*TEXTAUSZUG:*
1. Allgemeines

Voraussetzung der Anwendbarkeit des § 1579 BGB ist die grobe Unbilligkeit, die sich aus einem vorwerfbaren Fehlverhalten des Unterhaltsberechtigten (§ 1579 Nr. 3–7, 8 BGB) oder aus einer objektiven Unzumutbarkeit der Unterhaltsleistung für den Unterhaltspflichtigen (§ 1579 Nr. 1, 2, 8 BGB) ergeben kann (vgl. Schnitzler FF 2014, 94; Kleffmann FuR 2009, 145, 148; Kofler NJW 2011, 2470; Bömelburg FamRB 2012, 53).

Rechtsfolge kann sein: die Beschränkung des Unterhaltsanspruchs nach Höhe, zeitlicher Dauer der Leistung oder einer Kombination aus Höhe und Dauer oder eine vollständige Versagung des Unterhaltsanspruchs.

 

Hinweis:

Die Vorschrift des § 1579 BGB wird oft als "Verwirkung" bezeichnet. Dies ist aber falsch, da eine Verwirkung zum vollständigen und endgültigen Verlust eines Anspruchs führt. Die Rechtsfolgen des § 1579 BGB sind aber differenzierter; auch kann der Anspruch u.U. wieder aufleben (hierzu später unter II. 4.).

2. Härtegründe des § 1579 BGB

a) Kurze Ehedauer (Nr. 1)

Eine nicht mehr als zwei Jahre von der Heirat bis zur Zustellung des Scheidungsantrags betragende Ehedauer ist i.d.R. zu kurz, eine solche von mehr als drei Jahren wird hingegen nicht mehr als zu kurz angesehen (BGH FamRZ 2011, 1498; FamRZ 2011, 791; FamRZ 2011, 873).

b) Verfestigte Lebensgemeinschaft (Nr. 2)

*ARBEITSAUFTRAG 1:*
Übersetzen Sie diesen Satz aus dem Textauszug zu § 1579 BGB ins Englische: „Dies ist aber falsch, da eine Verwirkung zum vollständigen und endgültigen Verlust eines Anspruchs führt.“
*ARBEITSAUFTRAG 2:*
Führen Sie den Textauszug zu § 1579 BGB im Anschluss an die Überschrift „b) Verfestigte Lebensgemeinschaft (Nr. 2)“ fort.

*BEREITGESTELLTE DATEN:*

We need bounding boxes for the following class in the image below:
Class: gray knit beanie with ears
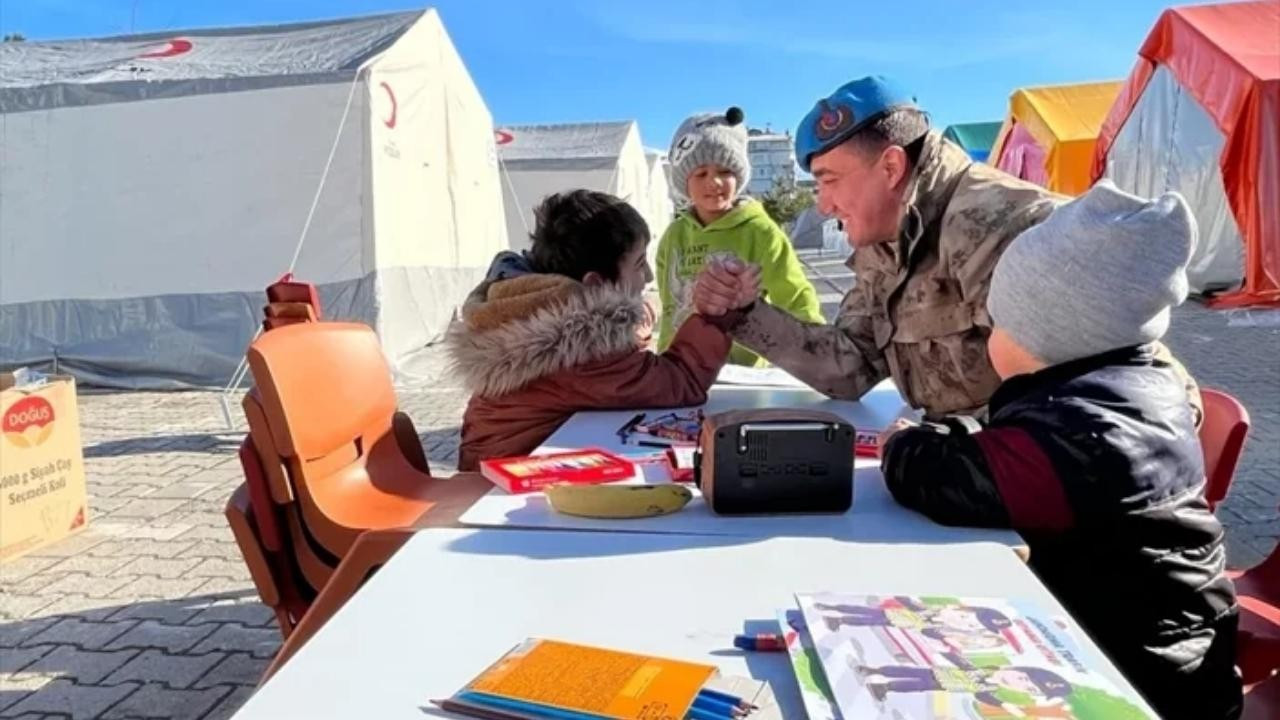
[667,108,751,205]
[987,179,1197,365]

==

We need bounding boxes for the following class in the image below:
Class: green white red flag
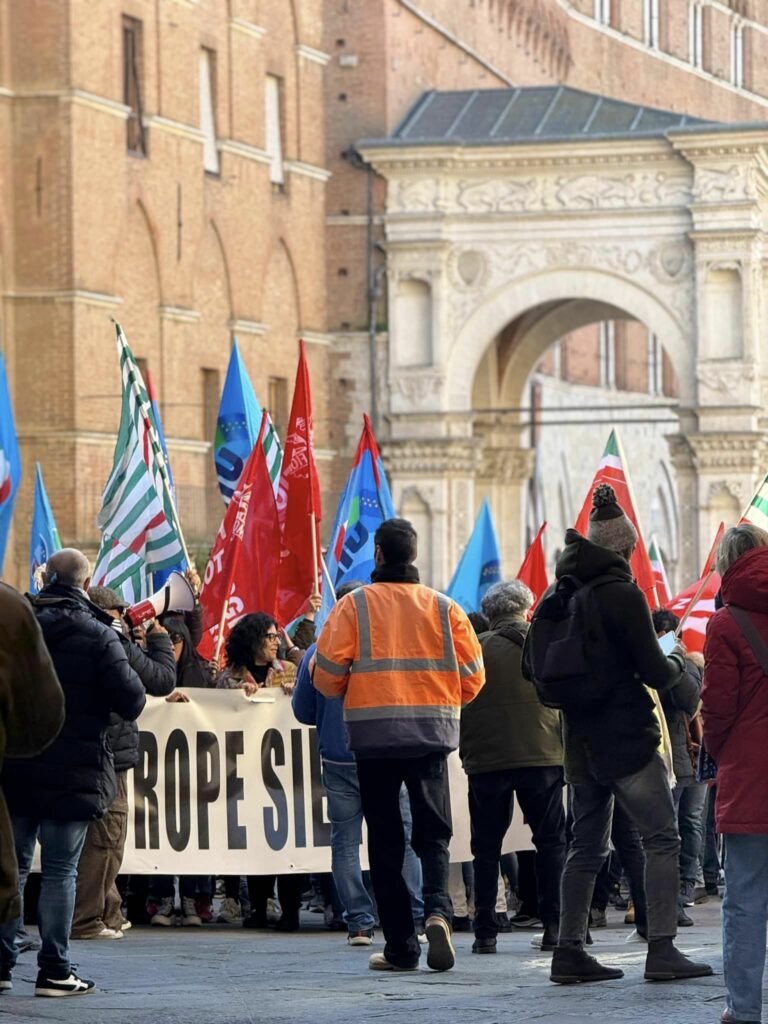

...

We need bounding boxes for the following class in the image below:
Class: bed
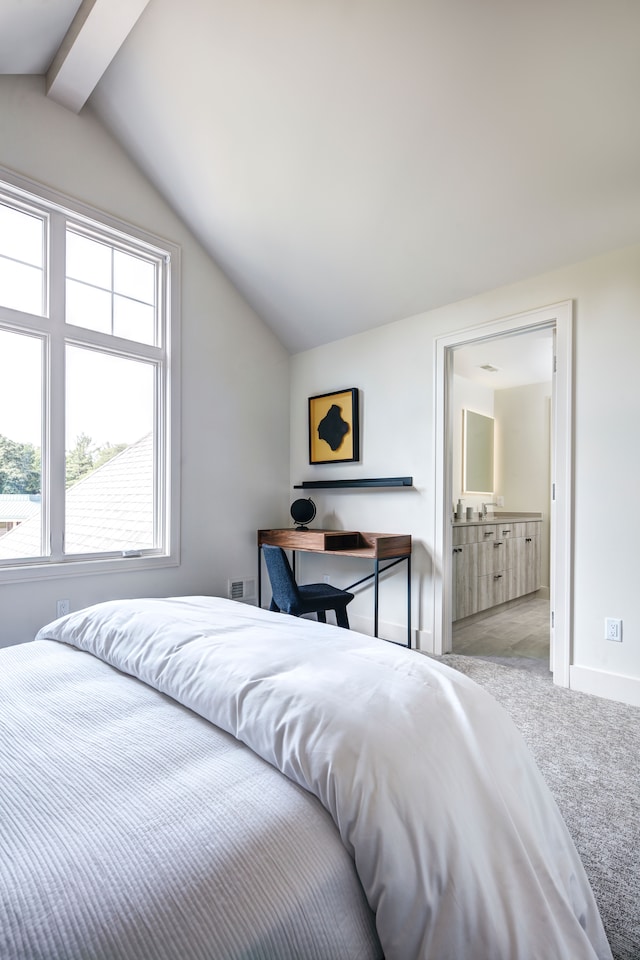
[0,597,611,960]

*ENDGÜLTIGE LÖSUNG 1:*
This is incorrect, however, since forfeiture leads to the complete and permanent loss of a claim.

*ENDGÜLTIGE LÖSUNG 2:*
Der Härtegrund des § 1579 Nr. 2 BGB sanktioniert kein vorwerfbares Fehlverhalten des Unterhaltsberechtigten, sondern stellt auf rein objektive Gegebenheiten bzw. Veränderungen in den Lebensverhältnissen des bedürftigen Ehegatten ab, die eine dauerhafte Unterhaltsleistung unzumutbar erscheinen lassen.

aa) Begriffsbestimmung

Der unterhaltsberechtigte frühere Ehegatte muss eine verfestigte neue Lebensgemeinschaft eingegangen sein und sich damit endgültig aus der ehelichen Solidarität herausgelöst und auf diese Weise zu erkennen gegeben haben, dass er diese nicht mehr benötigt (BGH FamRZ 2011, 1498 m.w.N.; FamRZ 2011, 1855; FamRZ 2011, 791; OLG Karlsruhe FamRB 2011, 236). Dabei spielt die finanzielle Leistungsfähigkeit des neuen Partners keine Rolle (BGH FamRZ 2011, 1855; FamRZ 2011, 1498). Es ist nicht erforderlich, dass die neuen Partner räumlich zusammenleben und einen gemeinsamen Haushalt führen (BGH NJW 2011, 2512; FamRZ 2004, 614, 616; FamRZ 2002, 23, 25).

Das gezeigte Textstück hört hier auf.